Exercise goal: Range to reproduce from the entries below: the line with "423, row 529", the line with "288, row 226", and every line in between. Give them exactly and give nothing else.

Supplied records:
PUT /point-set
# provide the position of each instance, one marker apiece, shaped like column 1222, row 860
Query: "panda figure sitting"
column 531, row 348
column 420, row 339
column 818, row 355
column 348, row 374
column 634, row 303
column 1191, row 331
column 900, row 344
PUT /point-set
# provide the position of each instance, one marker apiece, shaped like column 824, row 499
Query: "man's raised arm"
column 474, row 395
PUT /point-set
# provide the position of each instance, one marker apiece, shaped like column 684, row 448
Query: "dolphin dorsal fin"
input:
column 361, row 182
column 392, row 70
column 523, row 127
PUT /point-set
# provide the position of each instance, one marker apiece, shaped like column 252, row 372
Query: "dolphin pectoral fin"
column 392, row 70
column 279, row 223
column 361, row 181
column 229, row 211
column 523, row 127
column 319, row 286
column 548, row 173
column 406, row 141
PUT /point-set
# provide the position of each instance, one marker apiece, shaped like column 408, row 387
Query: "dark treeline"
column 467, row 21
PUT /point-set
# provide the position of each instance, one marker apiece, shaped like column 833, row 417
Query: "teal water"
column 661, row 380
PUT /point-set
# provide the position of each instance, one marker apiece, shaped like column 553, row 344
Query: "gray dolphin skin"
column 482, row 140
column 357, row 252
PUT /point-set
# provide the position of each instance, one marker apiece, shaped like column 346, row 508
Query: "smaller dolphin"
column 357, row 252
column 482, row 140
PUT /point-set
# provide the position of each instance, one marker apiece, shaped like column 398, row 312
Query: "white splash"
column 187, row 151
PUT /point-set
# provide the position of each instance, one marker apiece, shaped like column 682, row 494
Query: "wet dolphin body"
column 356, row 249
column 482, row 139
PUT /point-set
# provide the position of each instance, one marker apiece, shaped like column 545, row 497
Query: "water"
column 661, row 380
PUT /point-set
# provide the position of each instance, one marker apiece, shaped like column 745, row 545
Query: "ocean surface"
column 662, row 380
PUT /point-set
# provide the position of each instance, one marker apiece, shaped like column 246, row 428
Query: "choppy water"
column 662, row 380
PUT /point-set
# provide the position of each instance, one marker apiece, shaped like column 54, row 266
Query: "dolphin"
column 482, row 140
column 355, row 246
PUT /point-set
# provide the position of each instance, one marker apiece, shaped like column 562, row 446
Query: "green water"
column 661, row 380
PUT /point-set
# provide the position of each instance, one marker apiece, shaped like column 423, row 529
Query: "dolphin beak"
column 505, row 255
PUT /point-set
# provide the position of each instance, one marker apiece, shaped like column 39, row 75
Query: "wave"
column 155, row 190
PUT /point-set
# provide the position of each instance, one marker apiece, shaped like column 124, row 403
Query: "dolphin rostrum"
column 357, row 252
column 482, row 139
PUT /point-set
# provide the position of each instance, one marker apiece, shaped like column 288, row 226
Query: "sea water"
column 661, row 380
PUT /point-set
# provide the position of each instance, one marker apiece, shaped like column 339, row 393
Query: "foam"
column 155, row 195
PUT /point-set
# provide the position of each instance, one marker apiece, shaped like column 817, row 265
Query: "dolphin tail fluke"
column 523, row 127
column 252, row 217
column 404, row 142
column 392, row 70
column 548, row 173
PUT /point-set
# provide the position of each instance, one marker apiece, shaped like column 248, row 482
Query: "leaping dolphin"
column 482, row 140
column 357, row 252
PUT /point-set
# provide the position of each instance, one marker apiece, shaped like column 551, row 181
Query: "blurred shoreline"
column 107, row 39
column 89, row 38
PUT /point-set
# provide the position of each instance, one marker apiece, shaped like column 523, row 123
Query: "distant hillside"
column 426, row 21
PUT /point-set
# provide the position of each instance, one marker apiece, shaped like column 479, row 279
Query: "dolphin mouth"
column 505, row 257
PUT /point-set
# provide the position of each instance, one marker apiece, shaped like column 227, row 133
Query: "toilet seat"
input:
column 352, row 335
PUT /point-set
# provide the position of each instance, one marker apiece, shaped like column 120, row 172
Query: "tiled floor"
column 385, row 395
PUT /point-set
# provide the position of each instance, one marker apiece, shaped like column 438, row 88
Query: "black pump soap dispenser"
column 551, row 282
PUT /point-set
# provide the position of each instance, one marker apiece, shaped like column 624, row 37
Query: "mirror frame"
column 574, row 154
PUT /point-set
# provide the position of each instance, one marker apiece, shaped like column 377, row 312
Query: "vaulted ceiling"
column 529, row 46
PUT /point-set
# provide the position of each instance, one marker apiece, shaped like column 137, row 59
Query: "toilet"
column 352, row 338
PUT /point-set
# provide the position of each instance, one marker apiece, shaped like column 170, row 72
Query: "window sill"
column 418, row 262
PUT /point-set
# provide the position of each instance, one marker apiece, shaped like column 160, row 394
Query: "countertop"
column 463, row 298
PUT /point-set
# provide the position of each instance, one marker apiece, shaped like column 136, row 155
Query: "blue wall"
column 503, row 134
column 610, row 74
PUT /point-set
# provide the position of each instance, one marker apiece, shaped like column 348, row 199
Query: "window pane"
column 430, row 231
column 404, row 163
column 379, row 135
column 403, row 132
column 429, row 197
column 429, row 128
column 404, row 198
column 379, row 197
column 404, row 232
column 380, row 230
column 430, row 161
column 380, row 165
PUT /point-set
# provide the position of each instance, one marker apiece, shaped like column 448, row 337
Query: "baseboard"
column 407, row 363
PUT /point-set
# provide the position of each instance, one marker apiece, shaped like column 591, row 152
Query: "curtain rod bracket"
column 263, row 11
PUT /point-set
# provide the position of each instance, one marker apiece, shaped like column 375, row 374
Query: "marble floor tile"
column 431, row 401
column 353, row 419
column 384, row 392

Written answer:
# provide the position of each instance, one marker apiece, shaped like column 423, row 529
Query: "dolphin beak"
column 505, row 255
PUT /point-set
# provide the position of each instance, one marker apiece, shaped like column 39, row 75
Query: "wave"
column 155, row 190
PUT /point-set
# provide the position of each instance, one marker apiece, shaped like column 124, row 403
Query: "dolphin rostrum"
column 357, row 252
column 482, row 139
PUT /point-set
# provide the position of each instance, one marker apiece, shaped like column 288, row 226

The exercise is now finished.